- _SOURCE_
============================================================

Parting Jill with Money, and Other Miracles

fresh_bread_loavesAnyone who knows me well knows that the only things I willingly spend money on are secondhand books and delicious, delicious foodstuffs. I am more or less the absolute tightest of tightwads in Fairbanks, if not the whole of the Northern Hemisphere.

In January, I was floundering in the depths of writing depression and wanting to throw in the towel, and wanting to cling to the towel forever, and wanting to at least maybe put the towel in a closet somewhere for a few months, and being generally indecisive and pathetic. I was drowning. I wasn’t making any writing headway and I felt like the only way to make that stop was to just sink and be done with it all.

============================================================

- _RECORD EXCERPTS_
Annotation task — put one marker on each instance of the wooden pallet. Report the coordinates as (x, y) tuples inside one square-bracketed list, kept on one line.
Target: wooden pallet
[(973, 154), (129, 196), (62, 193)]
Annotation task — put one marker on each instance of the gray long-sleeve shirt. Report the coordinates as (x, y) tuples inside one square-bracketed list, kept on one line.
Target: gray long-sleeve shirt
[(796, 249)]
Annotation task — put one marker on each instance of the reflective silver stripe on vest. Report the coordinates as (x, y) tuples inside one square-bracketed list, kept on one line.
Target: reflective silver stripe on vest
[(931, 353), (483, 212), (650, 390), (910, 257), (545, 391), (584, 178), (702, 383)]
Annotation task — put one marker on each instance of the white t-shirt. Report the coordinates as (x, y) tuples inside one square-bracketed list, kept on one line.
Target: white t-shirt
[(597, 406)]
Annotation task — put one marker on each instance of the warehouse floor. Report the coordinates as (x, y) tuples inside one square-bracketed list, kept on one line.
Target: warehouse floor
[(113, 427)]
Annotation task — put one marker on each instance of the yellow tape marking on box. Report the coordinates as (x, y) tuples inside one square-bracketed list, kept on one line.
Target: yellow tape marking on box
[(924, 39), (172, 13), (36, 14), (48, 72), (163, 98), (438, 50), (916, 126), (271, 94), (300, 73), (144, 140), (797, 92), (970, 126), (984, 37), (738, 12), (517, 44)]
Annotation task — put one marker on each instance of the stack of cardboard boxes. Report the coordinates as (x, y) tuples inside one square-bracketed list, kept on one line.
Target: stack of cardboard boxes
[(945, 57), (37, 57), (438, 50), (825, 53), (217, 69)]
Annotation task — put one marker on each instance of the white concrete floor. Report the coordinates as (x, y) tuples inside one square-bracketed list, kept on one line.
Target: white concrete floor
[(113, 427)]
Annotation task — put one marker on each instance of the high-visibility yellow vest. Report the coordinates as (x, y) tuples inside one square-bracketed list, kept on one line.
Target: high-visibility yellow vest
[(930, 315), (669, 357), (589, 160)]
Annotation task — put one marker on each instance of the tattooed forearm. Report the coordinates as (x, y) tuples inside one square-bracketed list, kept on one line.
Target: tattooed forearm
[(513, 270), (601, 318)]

============================================================

- _TASK SET_
• 1. Retype the post about spending money, starting at the words "Parting Jill with" and ending after "the Northern Hemisphere.".
• 2. In the records, rewrite the lines from the one that has "of the tattooed" through the end of the records, with "forearm" replaced by "wrist" and nothing else changed. Give only those lines.
The text and the records are unrelated.

- _OUTPUTS FOR THE TASKS_
• 1.
Parting Jill with Money, and Other Miracles

fresh_bread_loavesAnyone who knows me well knows that the only things I willingly spend money on are secondhand books and delicious, delicious foodstuffs. I am more or less the absolute tightest of tightwads in Fairbanks, if not the whole of the Northern Hemisphere.

• 2.
Annotation task — put one marker on each instance of the tattooed wrist. Report the coordinates as (x, y) tuples inside one square-bracketed list, kept on one line.
Target: tattooed wrist
[(513, 270), (601, 318)]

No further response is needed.